● **Provided text**:
DRILL-5140: Fix CompileException in run-time generated code when record batch has… by vvysotskyi · Pull Request #818 · apache/drill

vvysotskyi · 2017-04-24T16:50:31Z

…rd batch has large number of fields.

Implement recursive splitting of run-time generated code to the inner classes when class members number is close to the class constant pool size.

jinfengni · 2017-04-27T23:37:44Z

exec/java-exec/src/main/java/org/apache/drill/exec/expr/ClassGenerator.java

-  public static enum BlockType {SETUP, EVAL, RESET, CLEANUP};
+
+  /**
+   * Field has 2 indexes within the constant pull: field item + name and type item.


I could not make sense how you calculate this number of 26767. According to JVM spec [1], the constant pool table consists of 2 or more bytes "info" section for each item. In some case like class name, one item could use 2 bytes, while in other cases like field, method, one item could use 4 bytes. Integer uses 4 bytes, and Long constants uses 8 bytes.

That is, if I have a class with fields < 26767, we may still hit the complain of "too many constants".

http://docs.oracle.com/javase/specs/jvms/se7/html/jvms-4.html#jvms-4.4

I missed the third index. Fixed estimation of max index value, thanks. Also added comment that explains the way, how it is calculating.

jinfengni · 2017-04-28T00:28:04Z

exec/java-exec/src/main/java/org/apache/drill/exec/compile/ClassTransformer.java

        final ClassNames nextGenerated = nextSet.generated;
-        final ClassNode generatedNode = classesToMerge.get(nextGenerated.slash);
+        Pair<byte[], ClassNode> classNodePair = classesToMerge.remove(nextGenerated.slash);
+        final ClassNode generatedNode;


Can you add comments to explain why you are calling remove() on classesToMerge?

jinfengni · 2017-04-28T00:29:32Z

exec/java-exec/src/main/java/org/apache/drill/exec/compile/ClassTransformer.java

+        if (classNodePair != null) {
+          generatedNode = classNodePair.getValue();
+        } else {
+          generatedNode = null;


What does it mean by "generatedNode = null"? Will it cause problem in subsequent call at line 288?

It is needed for the case when generated class was empty. Then classesToMerge would be empty too and classesToMerge.remove(nextGenerated.slash) would return null.

● **Entries provided**:
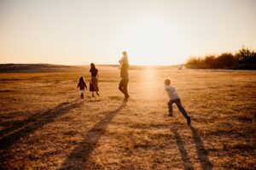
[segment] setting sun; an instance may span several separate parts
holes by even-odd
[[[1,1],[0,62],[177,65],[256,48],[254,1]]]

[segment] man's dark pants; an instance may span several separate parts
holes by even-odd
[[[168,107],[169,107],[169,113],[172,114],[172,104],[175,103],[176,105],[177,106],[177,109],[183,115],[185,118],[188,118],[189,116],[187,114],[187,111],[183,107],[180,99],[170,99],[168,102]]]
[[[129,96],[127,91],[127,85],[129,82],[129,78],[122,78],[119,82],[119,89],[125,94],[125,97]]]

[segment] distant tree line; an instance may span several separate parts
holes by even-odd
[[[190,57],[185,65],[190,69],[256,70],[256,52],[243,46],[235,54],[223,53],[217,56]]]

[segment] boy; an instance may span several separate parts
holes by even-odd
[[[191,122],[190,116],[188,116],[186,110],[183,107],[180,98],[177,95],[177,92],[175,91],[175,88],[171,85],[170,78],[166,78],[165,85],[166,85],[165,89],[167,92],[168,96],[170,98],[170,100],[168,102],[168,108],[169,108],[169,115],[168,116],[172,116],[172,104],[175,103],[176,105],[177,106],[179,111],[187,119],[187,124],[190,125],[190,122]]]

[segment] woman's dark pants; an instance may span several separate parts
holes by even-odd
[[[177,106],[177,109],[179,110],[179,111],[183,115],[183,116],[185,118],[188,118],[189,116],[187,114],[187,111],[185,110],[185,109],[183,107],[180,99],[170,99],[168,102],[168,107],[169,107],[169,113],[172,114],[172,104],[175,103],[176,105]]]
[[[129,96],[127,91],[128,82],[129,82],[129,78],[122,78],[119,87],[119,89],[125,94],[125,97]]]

● **Directions**:
1. List every timestamp that appears in the Drill pull request thread.
2. Extend the Drill pull request thread past its final reply with the next comment.

● **Exercise results**:
1.
2017-04-24T16:50:31Z
2017-04-27T23:37:44Z
2017-04-28T00:28:04Z
2017-04-28T00:29:32Z

2.
No, it wouldn't. In the method MergeAdapter.getMergedClass() there are a many checks for this value.

jinfengni · 2017-04-28T00:30:15Z

exec/java-exec/src/main/java/org/apache/drill/exec/compile/ClassTransformer.java

      }

+      for (Map.Entry<String, Pair<byte[], ClassNode>> clazz : classesToMerge.entrySet()) {
+        classLoader.injectByteCode(clazz.getKey().replace(FileUtils.separatorChar, '.'), clazz.getValue().getKey());


Add comments?

paul-rogers · 2017-04-28T01:31:43Z

Was this improvement tested with the "plain Java" mode turned on? Most of the work is in the byte-code fixup, but the generated Java must be validated that it works when compiled directly. Let me know if you need assistance.

…rd batch has large number of fields.

vvysotskyi

@jinfengni I have added comments, and made changes. Could you please take a look?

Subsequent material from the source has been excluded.